EXERCISE DESCRIPTION:
Reproduce the data below word for word, starting with the line that contains "light blue kayak" and going on through the line that contains "x=616 y=483". Include both of those lines and nothing outside them.

RECORDED INFORMATION:
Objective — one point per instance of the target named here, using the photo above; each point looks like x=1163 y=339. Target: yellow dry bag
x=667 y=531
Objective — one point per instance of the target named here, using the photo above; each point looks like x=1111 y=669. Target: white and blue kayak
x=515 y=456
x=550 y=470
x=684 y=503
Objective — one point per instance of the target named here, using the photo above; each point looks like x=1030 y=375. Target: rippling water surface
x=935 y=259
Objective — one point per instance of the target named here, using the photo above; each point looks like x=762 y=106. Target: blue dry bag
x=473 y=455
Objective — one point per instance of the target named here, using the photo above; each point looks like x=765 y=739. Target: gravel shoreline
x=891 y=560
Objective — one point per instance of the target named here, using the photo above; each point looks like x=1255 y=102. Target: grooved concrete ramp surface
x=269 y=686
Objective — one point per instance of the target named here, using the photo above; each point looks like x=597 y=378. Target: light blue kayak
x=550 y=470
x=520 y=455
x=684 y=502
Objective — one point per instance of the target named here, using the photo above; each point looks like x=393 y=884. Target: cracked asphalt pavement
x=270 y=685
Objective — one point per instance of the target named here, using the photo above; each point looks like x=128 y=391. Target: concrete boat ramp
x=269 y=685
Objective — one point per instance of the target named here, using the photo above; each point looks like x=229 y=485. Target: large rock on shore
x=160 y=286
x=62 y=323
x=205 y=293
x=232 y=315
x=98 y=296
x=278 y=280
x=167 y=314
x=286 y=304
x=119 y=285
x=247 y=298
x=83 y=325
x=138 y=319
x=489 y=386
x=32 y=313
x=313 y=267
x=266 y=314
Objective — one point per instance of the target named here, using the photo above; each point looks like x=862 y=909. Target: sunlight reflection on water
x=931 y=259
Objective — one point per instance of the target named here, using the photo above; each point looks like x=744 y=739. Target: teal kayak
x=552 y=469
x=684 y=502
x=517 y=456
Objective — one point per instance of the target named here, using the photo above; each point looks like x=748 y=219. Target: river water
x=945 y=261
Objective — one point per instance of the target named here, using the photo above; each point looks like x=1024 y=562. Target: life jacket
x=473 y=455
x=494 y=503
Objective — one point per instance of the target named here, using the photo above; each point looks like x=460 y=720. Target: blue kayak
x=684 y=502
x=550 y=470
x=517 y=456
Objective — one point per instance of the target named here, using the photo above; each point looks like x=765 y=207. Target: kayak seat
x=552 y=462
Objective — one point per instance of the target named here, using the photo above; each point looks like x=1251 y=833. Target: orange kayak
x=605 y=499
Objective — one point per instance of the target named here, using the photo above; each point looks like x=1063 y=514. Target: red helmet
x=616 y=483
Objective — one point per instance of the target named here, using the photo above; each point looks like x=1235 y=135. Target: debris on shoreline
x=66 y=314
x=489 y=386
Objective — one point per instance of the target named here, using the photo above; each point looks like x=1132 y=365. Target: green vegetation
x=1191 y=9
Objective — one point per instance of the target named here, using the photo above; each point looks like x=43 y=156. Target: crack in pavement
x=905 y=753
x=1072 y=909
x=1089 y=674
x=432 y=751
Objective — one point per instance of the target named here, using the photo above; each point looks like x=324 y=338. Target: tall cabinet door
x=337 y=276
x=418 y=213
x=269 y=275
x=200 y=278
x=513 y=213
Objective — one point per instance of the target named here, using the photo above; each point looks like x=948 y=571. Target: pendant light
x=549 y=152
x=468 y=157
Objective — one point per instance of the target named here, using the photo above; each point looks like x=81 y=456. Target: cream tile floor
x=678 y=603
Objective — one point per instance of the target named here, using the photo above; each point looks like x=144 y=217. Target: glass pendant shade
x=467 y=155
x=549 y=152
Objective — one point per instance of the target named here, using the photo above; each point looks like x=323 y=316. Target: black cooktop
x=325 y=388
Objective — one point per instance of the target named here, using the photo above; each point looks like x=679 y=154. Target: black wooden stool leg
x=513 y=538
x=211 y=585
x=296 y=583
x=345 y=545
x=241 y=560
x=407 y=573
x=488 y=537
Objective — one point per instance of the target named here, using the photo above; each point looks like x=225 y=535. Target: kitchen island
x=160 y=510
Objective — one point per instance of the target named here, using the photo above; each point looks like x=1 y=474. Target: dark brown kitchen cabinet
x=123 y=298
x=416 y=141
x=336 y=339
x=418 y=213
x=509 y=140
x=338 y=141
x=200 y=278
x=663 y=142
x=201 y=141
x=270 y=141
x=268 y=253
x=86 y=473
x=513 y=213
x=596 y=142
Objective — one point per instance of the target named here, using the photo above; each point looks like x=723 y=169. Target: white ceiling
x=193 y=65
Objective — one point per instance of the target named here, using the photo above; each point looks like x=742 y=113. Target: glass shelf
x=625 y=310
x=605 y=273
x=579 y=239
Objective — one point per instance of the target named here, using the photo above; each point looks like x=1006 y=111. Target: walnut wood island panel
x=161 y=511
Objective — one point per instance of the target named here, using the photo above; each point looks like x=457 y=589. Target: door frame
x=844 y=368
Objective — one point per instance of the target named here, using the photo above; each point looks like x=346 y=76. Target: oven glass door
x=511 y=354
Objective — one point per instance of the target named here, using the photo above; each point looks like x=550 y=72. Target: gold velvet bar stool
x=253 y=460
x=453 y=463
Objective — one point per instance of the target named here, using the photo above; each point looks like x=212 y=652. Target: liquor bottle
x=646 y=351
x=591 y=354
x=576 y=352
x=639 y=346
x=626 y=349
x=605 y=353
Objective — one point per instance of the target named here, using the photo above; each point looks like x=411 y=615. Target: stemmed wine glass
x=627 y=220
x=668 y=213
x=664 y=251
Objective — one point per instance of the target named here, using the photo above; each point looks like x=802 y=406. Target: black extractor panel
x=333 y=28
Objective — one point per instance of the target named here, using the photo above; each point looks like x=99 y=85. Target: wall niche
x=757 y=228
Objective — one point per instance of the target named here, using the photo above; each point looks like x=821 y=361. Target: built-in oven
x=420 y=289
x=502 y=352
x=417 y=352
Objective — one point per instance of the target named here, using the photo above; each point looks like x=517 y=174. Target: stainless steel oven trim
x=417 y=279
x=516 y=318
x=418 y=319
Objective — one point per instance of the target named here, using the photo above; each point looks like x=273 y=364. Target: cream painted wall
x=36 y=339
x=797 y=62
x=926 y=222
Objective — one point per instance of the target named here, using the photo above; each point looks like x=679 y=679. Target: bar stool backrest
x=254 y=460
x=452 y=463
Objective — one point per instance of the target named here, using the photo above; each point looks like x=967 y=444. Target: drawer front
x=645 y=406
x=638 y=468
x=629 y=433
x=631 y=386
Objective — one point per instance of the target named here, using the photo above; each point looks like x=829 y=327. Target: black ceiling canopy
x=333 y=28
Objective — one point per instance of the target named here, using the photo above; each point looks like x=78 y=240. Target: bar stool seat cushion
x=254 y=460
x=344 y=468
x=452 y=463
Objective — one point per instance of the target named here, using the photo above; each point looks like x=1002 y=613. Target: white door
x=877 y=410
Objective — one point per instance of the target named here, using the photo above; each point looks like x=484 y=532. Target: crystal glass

SOLUTION FOR THIS EXERCISE:
Objective — one point per instance of the target named here, using the photo above; each point looks like x=597 y=378. Target: light blue kayak
x=550 y=470
x=520 y=455
x=684 y=502
Objective — one point per instance of the target named here, using the photo above; each point looks like x=393 y=884. Target: cracked asphalt pavement
x=270 y=685
Objective — one point per instance of the target named here, using the photo above; each point looks like x=128 y=391. Target: concrete boat ramp
x=269 y=685
Objective — one point per instance of the target named here, using the photo above; each point looks like x=229 y=485. Target: large rock on shore
x=160 y=286
x=62 y=323
x=205 y=293
x=232 y=315
x=98 y=296
x=278 y=280
x=167 y=314
x=286 y=304
x=119 y=285
x=247 y=298
x=83 y=325
x=138 y=319
x=489 y=386
x=32 y=313
x=313 y=267
x=266 y=314
Objective — one point per instance of the target named here, using the photo above; each point looks like x=862 y=909. Target: sunlight reflection on water
x=931 y=259
Objective — one point per instance of the target named here, using the photo above; each point looks like x=744 y=739. Target: teal kayak
x=552 y=469
x=684 y=502
x=517 y=456
Objective — one point per instance of the target named here, using the photo above; each point looks like x=748 y=219. Target: river water
x=945 y=261
Objective — one point per instance of the target named here, using the photo above; each point looks like x=1024 y=562. Target: life jacket
x=473 y=455
x=494 y=503
Objective — one point per instance of the target named here, using the photo above; each point looks like x=460 y=720. Target: blue kayak
x=684 y=502
x=550 y=470
x=517 y=456
Objective — one point per instance of the target named here, using the photo above; each point looks like x=765 y=207. Target: kayak seat
x=552 y=462
Objective — one point per instance of the target named here, using the photo above; each point looks like x=1251 y=833. Target: orange kayak
x=605 y=499
Objective — one point per instance of the target named here, using the photo above; each point looks like x=1063 y=514. Target: red helmet
x=616 y=483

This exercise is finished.